___ PROVIDED DATA ___
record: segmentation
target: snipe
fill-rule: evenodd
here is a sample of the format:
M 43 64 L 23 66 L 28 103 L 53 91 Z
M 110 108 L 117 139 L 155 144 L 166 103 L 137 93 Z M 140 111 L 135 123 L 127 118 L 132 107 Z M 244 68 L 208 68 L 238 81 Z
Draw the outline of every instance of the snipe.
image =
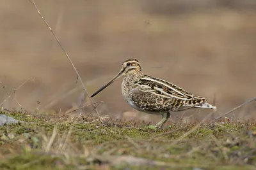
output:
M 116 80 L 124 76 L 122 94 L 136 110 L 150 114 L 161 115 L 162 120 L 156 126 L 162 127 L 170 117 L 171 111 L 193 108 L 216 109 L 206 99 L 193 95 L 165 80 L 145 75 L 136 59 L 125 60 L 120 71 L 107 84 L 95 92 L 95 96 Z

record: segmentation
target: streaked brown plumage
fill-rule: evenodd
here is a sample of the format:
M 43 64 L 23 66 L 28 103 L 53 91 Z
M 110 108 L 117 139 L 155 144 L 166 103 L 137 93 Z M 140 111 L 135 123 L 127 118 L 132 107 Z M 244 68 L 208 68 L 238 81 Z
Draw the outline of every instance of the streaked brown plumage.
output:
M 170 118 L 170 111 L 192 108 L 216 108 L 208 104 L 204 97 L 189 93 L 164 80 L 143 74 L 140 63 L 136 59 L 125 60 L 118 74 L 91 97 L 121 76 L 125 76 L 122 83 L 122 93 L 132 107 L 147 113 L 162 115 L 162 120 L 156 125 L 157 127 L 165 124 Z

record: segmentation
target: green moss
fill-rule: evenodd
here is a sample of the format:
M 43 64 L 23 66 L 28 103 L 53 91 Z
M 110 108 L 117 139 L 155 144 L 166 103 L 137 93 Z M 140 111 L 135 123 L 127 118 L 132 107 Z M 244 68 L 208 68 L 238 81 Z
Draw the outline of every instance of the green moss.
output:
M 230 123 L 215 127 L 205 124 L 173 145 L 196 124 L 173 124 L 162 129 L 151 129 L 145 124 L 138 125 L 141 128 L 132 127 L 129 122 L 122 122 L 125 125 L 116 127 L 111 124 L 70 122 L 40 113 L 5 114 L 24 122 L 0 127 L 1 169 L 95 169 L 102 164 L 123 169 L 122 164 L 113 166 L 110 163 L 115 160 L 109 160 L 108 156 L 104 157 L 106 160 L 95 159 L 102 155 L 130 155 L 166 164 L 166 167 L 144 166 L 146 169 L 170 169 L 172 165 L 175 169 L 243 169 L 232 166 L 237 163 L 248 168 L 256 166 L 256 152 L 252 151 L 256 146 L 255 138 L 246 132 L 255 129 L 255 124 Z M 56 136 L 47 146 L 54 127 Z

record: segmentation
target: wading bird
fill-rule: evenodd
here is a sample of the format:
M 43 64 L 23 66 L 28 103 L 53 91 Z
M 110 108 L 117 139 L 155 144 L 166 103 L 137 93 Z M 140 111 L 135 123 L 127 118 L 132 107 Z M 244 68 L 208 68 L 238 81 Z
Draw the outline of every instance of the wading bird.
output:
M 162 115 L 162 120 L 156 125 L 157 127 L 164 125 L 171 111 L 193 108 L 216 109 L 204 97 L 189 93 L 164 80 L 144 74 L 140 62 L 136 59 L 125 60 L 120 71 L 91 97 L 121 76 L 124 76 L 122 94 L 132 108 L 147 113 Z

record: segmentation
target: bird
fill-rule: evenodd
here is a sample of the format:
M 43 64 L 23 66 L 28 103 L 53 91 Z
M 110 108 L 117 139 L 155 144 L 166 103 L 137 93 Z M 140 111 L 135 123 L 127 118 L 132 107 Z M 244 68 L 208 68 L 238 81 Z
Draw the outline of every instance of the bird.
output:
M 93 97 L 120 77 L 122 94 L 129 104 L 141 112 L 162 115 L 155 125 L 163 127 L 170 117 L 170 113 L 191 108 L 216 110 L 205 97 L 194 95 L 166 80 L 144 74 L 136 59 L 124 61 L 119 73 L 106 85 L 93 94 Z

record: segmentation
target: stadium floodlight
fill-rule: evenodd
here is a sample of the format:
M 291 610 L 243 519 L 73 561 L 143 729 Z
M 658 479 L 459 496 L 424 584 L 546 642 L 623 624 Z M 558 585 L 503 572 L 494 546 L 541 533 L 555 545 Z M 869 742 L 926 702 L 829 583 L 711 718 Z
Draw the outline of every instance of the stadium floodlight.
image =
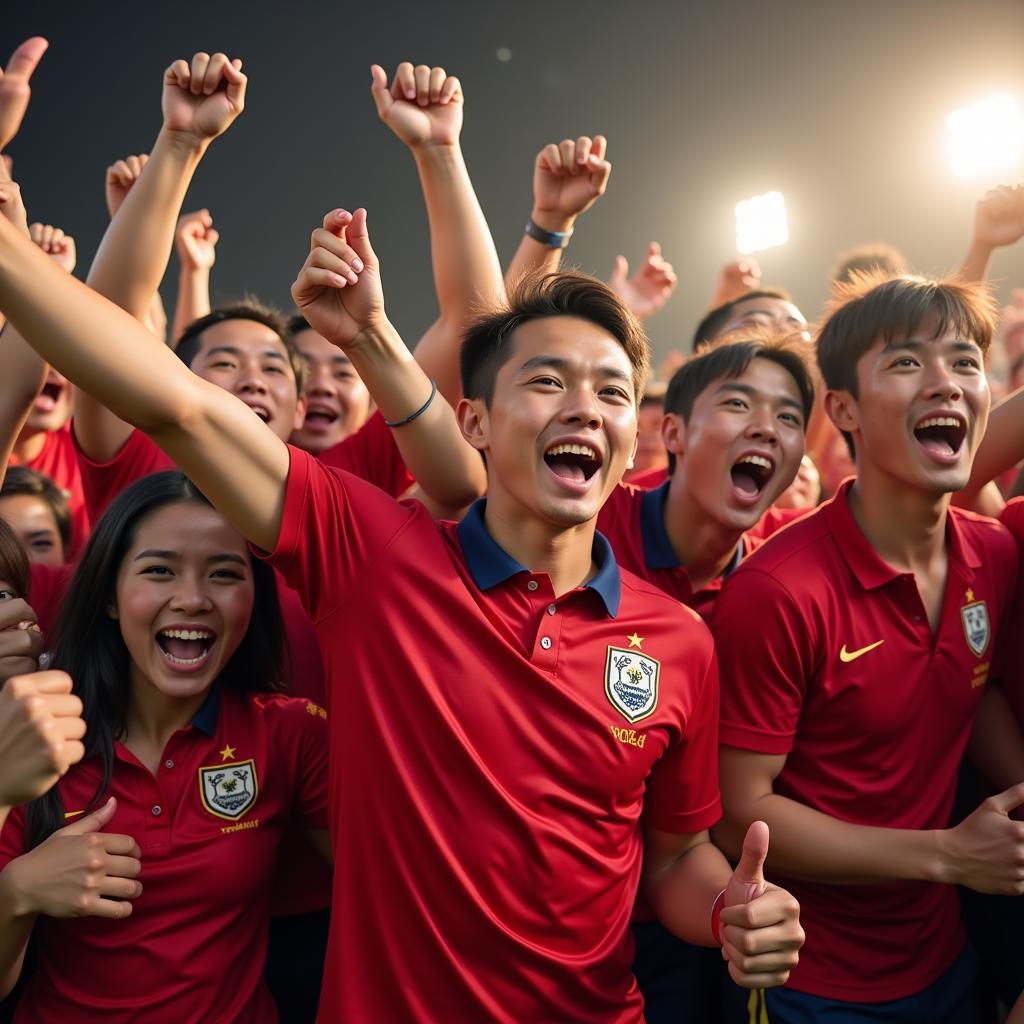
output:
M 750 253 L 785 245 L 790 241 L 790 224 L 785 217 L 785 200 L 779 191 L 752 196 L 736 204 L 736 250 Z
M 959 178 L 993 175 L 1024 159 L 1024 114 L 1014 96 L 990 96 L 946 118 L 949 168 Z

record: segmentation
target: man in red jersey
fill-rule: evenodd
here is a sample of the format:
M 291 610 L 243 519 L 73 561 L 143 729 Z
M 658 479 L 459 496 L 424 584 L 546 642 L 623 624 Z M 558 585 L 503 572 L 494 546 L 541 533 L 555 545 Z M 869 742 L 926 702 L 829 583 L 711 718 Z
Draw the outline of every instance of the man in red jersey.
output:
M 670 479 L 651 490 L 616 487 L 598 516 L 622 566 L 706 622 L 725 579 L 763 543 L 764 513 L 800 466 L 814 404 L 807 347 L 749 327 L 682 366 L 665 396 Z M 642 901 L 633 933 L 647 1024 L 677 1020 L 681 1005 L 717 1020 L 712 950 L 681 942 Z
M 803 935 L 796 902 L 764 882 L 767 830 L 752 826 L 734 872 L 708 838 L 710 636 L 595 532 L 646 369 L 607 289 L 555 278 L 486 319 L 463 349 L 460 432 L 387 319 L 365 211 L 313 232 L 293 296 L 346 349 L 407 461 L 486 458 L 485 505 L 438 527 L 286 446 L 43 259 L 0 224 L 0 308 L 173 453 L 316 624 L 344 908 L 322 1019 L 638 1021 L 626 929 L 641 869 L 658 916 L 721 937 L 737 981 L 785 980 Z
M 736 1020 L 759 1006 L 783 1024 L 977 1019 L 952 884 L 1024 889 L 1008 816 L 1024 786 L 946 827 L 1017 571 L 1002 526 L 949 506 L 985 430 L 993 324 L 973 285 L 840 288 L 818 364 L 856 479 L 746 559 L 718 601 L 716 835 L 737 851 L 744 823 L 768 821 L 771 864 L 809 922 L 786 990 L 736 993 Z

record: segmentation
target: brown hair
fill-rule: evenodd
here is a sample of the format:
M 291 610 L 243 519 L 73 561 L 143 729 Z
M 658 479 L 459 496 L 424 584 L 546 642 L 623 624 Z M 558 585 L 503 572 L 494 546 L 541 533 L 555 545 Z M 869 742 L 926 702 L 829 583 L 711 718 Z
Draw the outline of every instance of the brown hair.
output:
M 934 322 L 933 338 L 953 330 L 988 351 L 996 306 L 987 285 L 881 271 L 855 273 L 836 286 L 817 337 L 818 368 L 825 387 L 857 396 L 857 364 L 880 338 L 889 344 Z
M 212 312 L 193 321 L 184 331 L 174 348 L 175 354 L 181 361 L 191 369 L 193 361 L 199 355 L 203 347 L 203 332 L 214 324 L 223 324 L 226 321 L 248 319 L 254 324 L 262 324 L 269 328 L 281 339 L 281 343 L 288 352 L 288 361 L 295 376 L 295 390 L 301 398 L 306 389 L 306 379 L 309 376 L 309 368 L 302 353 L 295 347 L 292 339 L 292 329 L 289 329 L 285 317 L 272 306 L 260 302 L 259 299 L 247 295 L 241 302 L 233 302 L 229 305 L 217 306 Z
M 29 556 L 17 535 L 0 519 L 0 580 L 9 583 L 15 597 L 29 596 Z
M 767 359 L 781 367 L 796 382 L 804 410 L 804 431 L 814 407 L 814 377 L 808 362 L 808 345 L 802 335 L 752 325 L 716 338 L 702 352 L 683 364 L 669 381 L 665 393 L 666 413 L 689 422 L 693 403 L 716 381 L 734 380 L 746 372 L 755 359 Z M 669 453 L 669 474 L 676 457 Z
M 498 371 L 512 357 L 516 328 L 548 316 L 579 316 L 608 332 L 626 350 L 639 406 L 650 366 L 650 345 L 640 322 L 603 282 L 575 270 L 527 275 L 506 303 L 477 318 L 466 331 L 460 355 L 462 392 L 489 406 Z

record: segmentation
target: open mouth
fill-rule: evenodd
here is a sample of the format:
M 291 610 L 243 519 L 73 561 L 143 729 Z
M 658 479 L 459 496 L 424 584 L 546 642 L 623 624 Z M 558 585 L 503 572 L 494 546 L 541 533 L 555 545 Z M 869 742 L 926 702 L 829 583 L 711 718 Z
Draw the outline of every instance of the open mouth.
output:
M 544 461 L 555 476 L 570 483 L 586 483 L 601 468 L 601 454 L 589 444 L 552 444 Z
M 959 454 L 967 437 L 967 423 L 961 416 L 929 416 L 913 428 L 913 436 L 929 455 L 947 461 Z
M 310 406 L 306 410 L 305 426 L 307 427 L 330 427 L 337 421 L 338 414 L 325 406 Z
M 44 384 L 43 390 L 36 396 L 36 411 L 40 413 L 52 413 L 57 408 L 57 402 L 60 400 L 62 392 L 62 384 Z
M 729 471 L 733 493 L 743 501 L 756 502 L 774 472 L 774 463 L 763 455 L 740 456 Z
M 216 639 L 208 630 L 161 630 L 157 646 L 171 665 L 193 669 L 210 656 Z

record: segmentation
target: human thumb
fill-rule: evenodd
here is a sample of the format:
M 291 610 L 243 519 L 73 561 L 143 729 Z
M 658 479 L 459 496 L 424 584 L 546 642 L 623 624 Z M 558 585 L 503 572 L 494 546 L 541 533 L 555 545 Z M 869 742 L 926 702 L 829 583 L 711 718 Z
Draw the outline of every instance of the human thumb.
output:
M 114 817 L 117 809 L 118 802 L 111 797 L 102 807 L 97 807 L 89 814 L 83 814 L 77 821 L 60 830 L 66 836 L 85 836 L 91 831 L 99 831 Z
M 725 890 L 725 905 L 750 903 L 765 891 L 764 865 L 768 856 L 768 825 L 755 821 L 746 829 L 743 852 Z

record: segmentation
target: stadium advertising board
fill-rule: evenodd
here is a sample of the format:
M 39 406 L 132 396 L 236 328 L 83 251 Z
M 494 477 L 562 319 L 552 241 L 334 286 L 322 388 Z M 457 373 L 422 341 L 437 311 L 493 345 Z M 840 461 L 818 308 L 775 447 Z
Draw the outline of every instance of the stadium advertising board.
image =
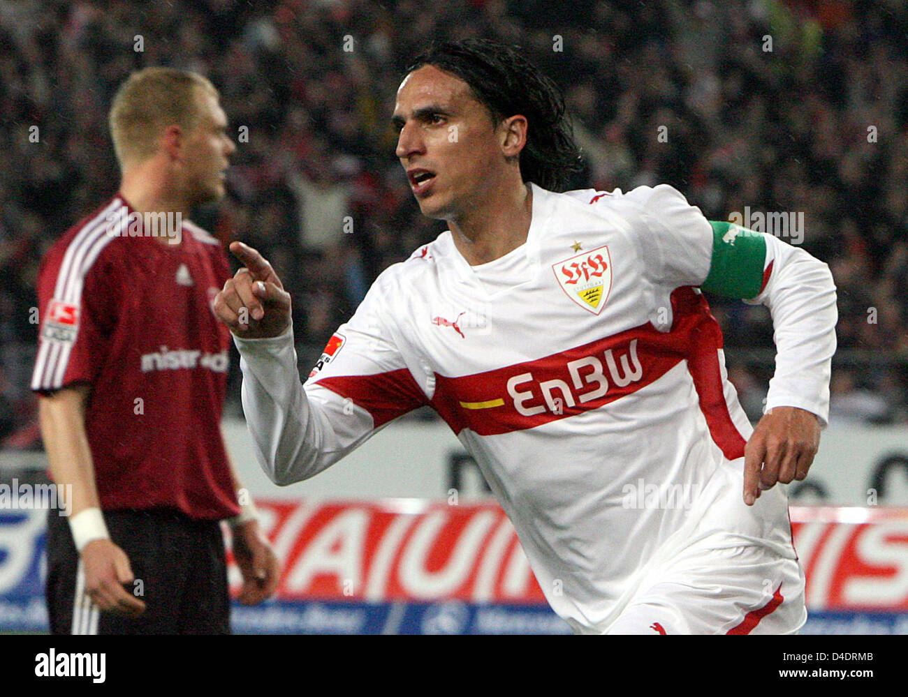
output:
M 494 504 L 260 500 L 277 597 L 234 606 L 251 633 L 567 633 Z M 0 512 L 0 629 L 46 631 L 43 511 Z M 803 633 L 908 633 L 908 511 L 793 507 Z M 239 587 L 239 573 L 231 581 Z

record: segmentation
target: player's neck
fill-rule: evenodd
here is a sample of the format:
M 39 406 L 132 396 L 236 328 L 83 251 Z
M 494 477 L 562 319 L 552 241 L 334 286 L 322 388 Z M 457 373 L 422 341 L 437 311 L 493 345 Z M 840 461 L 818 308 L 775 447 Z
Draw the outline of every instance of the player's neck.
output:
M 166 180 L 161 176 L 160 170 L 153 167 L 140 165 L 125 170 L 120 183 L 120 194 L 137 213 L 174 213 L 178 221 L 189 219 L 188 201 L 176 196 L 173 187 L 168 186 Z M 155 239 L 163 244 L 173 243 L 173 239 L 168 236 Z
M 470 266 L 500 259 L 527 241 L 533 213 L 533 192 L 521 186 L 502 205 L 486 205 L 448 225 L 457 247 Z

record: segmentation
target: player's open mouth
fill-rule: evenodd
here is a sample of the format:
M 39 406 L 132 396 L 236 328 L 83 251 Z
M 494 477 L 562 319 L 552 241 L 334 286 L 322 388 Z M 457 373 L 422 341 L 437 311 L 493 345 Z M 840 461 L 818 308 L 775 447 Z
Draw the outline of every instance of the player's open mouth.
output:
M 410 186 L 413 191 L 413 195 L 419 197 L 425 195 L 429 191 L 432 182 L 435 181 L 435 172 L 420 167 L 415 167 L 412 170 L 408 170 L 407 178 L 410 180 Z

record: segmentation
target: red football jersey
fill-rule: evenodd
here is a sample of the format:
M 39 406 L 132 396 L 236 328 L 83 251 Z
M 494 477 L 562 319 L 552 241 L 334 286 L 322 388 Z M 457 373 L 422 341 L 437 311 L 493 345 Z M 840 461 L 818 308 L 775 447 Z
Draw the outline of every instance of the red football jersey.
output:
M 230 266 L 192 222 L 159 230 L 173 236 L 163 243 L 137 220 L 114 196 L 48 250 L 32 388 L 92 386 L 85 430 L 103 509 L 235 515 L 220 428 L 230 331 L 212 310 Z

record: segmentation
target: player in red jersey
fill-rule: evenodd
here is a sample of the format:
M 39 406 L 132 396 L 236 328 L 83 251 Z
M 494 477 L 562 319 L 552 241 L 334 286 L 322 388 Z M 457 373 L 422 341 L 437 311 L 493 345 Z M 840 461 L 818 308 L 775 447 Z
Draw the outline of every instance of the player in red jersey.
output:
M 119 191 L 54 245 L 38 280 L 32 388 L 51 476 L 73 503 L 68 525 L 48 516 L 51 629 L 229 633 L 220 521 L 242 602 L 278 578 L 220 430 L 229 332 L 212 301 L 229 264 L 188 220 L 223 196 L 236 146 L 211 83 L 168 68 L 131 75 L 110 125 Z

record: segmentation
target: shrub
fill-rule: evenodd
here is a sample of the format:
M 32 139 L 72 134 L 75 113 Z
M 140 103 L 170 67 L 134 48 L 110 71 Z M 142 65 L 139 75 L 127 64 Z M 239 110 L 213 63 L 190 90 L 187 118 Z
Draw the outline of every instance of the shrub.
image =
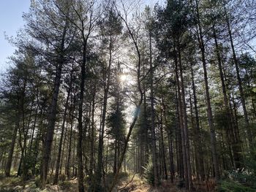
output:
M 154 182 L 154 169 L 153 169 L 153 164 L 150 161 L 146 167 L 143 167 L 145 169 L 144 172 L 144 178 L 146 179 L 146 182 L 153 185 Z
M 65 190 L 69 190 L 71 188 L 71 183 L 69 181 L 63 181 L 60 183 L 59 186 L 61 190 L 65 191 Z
___
Quote the lines from the beginning through the line containing "M 170 118 L", including that line, and leave out the pictures.

- WORKED ANSWER -
record: segmentation
target: snipe
fill-rule: evenodd
here is a sample of the format:
M 43 64 L 23 66 L 28 103 L 53 91 Z
M 110 108 L 117 139 L 155 144 L 166 103 L 137 93 Z M 140 111 L 135 123 L 127 118 L 132 107 Z M 244 68 L 208 68 L 238 81 Z
Draw the outline of every instance of the snipe.
image =
output:
M 116 80 L 124 76 L 122 94 L 136 110 L 150 114 L 161 115 L 162 120 L 156 126 L 162 127 L 170 117 L 171 111 L 193 108 L 216 109 L 206 99 L 193 95 L 165 80 L 145 75 L 136 59 L 125 60 L 120 71 L 107 84 L 95 92 L 95 96 Z

record: segmentation
target: streaked brown plumage
fill-rule: evenodd
here is a sample of the format:
M 43 64 L 23 66 L 28 103 L 53 91 Z
M 110 108 L 117 139 L 155 144 L 166 103 L 137 93 Z M 140 111 L 135 123 L 127 118 L 132 107 Z M 244 68 L 208 68 L 238 81 Z
Draw the outline of every instance of the streaked brown plumage.
output:
M 170 118 L 170 111 L 192 108 L 216 108 L 208 104 L 204 97 L 189 93 L 164 80 L 143 74 L 140 63 L 136 59 L 125 60 L 118 74 L 91 97 L 121 76 L 125 76 L 122 83 L 122 93 L 132 107 L 147 113 L 162 115 L 162 120 L 156 125 L 157 127 L 165 124 Z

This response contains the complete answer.